• **Aim**: Pick out every line in the rows below that contains the word "rings", and copy each of those lines in full.

• **Supplied information**:

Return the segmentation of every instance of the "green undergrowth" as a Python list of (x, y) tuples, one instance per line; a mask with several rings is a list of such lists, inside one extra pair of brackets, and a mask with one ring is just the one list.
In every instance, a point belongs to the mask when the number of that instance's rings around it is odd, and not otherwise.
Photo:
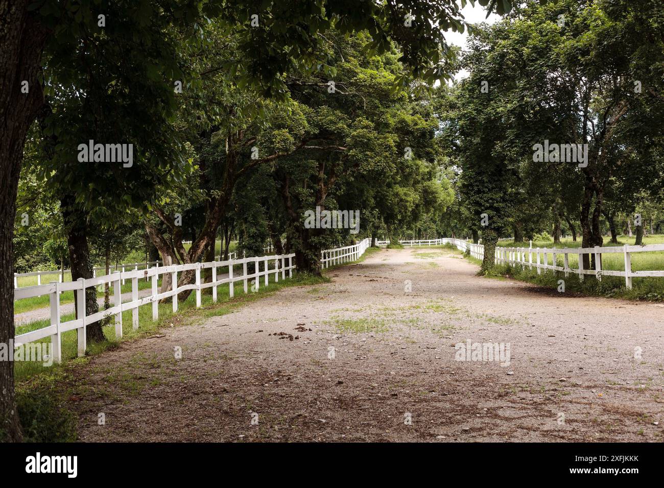
[[(474, 264), (481, 265), (481, 261), (478, 259), (470, 256), (465, 258)], [(559, 261), (558, 266), (562, 266), (562, 261)], [(563, 272), (551, 270), (547, 270), (546, 272), (542, 270), (541, 274), (538, 274), (537, 269), (531, 269), (527, 266), (525, 269), (522, 269), (521, 266), (497, 264), (485, 276), (501, 280), (518, 280), (556, 291), (558, 289), (562, 289), (560, 281), (562, 280), (564, 291), (560, 291), (561, 294), (575, 293), (627, 300), (664, 301), (664, 280), (659, 278), (633, 278), (632, 289), (628, 289), (625, 285), (625, 278), (622, 276), (605, 276), (602, 277), (602, 281), (599, 281), (593, 276), (586, 275), (581, 279), (578, 274), (570, 272), (566, 276)]]
[(355, 261), (349, 261), (345, 263), (341, 263), (339, 264), (335, 264), (334, 266), (330, 266), (329, 268), (326, 268), (323, 270), (323, 276), (325, 274), (332, 271), (333, 270), (337, 270), (342, 266), (345, 266), (348, 264), (357, 264), (358, 263), (361, 263), (363, 261), (366, 260), (369, 256), (373, 256), (374, 254), (380, 252), (381, 251), (380, 248), (367, 248), (367, 250), (365, 251), (365, 254), (360, 256), (359, 259), (356, 259)]
[[(112, 320), (104, 326), (105, 340), (99, 343), (88, 344), (86, 356), (76, 357), (76, 331), (69, 331), (62, 335), (60, 365), (45, 366), (37, 361), (16, 361), (14, 374), (16, 380), (17, 402), (19, 416), (25, 440), (33, 442), (62, 442), (76, 440), (76, 418), (66, 406), (72, 394), (70, 385), (74, 384), (76, 368), (86, 367), (90, 358), (107, 350), (116, 348), (122, 342), (147, 337), (157, 333), (164, 327), (191, 325), (205, 322), (210, 317), (230, 313), (246, 303), (270, 296), (278, 289), (291, 286), (308, 286), (329, 282), (329, 278), (297, 273), (292, 278), (286, 278), (268, 285), (260, 284), (257, 291), (252, 291), (251, 283), (248, 293), (243, 290), (242, 282), (235, 284), (234, 297), (228, 297), (228, 285), (218, 287), (218, 301), (212, 299), (211, 291), (201, 297), (201, 307), (196, 308), (196, 294), (192, 293), (186, 300), (179, 300), (178, 311), (173, 313), (171, 303), (159, 304), (159, 319), (152, 320), (151, 304), (139, 308), (139, 328), (131, 325), (131, 311), (122, 314), (122, 337), (116, 337), (115, 324)], [(63, 316), (62, 321), (74, 319), (73, 314)], [(48, 325), (48, 321), (36, 322), (17, 327), (16, 333), (22, 334)], [(50, 338), (37, 342), (50, 343)], [(2, 436), (0, 436), (0, 438)]]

• **Completed task**:
Return the segmentation of every instance of the "green undergrowth" as a Python list of (x, y) tuples, one instance per line; a mask with several rings is a list of such lists, inside one extra pair of brackets, and a mask with one ring is just the one list.
In every instance, a point belongs to the mask when the number of that instance's rings around it is odd, and not otherwise.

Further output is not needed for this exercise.